What the exercise asks:
Output, word for word, every line from the line with "Question. The photo above holds the mottled" through the final line of the data below.

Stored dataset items

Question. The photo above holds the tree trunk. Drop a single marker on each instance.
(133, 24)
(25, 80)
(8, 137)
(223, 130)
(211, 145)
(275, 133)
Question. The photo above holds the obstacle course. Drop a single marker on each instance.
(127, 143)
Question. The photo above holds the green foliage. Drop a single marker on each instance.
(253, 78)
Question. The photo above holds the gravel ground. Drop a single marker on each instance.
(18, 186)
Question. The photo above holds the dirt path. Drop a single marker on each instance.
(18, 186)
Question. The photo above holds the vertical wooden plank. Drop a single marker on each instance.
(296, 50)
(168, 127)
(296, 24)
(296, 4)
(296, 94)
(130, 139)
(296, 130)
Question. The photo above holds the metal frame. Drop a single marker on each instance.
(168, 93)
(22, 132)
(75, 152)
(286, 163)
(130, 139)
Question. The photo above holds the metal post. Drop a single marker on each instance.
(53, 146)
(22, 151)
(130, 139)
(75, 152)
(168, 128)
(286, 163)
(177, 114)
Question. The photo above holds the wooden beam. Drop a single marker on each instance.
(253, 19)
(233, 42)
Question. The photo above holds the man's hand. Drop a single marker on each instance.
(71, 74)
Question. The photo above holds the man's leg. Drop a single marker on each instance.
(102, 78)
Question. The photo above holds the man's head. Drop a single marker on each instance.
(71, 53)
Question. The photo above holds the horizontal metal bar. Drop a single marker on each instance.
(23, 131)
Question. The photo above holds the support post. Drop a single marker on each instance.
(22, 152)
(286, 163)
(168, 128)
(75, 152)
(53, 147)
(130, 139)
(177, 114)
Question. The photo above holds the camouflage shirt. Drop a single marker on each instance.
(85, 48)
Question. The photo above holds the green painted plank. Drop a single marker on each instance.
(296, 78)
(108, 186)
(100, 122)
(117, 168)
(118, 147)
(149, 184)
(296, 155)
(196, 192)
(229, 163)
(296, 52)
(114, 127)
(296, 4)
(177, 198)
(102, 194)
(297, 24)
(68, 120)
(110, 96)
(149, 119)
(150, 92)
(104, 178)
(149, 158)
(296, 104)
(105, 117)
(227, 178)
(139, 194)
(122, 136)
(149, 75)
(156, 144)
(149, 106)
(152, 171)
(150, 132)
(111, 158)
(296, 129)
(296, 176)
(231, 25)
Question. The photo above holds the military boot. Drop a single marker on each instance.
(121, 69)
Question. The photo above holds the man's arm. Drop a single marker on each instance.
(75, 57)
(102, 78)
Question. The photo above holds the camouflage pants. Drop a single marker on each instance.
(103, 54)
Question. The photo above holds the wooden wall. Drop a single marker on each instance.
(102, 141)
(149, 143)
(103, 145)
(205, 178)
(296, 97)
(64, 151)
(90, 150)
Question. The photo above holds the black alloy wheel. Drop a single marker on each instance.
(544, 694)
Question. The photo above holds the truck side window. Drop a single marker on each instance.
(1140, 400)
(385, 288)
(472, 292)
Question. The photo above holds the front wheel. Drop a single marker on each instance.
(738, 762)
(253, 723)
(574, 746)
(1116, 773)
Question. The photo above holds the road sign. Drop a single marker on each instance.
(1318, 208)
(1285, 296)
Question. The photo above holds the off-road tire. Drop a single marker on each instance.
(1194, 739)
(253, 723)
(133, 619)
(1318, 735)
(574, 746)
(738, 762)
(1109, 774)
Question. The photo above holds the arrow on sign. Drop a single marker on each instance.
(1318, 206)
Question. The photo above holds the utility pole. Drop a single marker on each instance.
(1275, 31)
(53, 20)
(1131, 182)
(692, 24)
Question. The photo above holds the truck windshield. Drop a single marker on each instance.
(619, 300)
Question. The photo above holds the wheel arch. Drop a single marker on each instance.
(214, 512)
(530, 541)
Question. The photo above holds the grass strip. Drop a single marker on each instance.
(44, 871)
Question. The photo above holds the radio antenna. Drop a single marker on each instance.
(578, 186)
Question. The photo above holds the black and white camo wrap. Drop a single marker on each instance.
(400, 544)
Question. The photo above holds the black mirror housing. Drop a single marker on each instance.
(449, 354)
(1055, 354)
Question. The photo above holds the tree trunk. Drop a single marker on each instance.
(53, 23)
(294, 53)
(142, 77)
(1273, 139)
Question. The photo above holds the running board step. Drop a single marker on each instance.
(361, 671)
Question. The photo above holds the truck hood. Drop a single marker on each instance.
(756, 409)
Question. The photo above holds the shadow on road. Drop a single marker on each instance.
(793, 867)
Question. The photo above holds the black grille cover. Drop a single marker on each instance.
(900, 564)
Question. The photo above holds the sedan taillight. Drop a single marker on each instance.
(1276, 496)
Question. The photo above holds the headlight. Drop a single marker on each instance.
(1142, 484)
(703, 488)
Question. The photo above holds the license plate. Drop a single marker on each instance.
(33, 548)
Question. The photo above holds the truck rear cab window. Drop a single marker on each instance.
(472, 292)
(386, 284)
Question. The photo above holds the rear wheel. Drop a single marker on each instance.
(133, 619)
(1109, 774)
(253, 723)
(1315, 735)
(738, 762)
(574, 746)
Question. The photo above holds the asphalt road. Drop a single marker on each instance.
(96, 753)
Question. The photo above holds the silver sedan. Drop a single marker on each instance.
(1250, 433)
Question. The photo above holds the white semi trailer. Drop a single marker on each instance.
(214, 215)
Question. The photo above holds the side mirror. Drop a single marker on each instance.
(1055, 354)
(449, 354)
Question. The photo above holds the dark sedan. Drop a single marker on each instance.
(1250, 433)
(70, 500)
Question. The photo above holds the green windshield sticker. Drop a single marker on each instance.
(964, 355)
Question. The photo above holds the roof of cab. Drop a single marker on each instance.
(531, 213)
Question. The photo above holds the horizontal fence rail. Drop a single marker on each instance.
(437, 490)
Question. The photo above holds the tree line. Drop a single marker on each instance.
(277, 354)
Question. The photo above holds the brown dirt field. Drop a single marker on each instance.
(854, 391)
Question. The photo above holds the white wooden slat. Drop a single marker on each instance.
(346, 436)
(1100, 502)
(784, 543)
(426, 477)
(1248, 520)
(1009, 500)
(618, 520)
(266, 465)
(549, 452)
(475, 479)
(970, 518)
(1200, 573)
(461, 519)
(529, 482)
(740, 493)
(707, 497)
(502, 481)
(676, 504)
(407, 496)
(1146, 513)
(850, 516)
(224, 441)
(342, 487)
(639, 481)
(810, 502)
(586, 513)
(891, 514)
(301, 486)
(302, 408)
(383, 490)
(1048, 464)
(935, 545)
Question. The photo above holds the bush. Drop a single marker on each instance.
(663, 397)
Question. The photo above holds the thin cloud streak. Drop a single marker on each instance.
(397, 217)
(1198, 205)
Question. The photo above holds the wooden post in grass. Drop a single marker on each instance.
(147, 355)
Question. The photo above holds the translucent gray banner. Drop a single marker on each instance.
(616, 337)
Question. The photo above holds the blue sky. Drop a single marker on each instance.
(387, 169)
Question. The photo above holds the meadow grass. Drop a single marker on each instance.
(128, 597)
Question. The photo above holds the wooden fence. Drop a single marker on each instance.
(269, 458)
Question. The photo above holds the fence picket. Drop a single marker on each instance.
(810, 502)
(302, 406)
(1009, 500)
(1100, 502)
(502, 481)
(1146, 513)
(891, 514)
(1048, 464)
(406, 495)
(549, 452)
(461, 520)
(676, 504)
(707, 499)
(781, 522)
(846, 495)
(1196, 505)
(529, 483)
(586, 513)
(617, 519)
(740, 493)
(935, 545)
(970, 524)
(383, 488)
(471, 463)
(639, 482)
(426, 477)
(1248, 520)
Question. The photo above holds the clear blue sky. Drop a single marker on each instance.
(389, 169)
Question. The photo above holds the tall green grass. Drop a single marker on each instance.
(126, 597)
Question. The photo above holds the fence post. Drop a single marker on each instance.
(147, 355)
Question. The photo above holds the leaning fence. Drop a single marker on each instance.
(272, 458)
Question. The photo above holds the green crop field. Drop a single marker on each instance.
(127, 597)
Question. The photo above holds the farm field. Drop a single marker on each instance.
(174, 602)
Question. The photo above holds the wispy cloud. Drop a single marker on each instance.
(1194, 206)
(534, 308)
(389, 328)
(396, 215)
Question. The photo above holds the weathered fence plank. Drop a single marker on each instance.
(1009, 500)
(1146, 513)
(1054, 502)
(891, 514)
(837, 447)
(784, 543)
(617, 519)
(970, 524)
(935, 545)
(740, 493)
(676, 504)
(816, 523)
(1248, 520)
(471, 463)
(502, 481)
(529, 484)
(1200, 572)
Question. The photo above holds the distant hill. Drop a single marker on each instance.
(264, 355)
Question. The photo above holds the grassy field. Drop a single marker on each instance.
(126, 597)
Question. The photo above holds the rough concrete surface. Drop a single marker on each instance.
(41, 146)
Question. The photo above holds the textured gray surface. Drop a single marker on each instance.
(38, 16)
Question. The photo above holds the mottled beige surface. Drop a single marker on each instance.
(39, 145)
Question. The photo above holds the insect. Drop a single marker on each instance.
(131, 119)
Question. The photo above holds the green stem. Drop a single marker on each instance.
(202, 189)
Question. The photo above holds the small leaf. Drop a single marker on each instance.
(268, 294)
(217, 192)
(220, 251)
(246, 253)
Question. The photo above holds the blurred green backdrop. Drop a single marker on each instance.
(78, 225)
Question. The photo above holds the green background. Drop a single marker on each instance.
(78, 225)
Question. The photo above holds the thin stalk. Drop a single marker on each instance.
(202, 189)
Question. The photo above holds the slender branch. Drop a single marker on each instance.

Expected output:
Question. The photo above holds the mottled beige surface. Drop a single marker on each instance.
(39, 145)
Question. The photo above holds the insect. Drop a single marker on each instance.
(131, 119)
Question. The photo above holds the green stem. Drop a single marker on each instance.
(202, 189)
Question. The photo above holds the small leaf. Drop a single marker on each instance.
(268, 294)
(217, 192)
(220, 251)
(246, 253)
Question. The photo above holds the blurred green backdrop. Drop a single marker on each instance.
(78, 225)
Question. The photo above holds the green background. Drop a single marker on each instance.
(78, 225)
Question. The photo above holds the thin stalk. Drop a single marker on each instance.
(202, 189)
Question. The photo above holds the slender branch. Drop a single marker on each instance.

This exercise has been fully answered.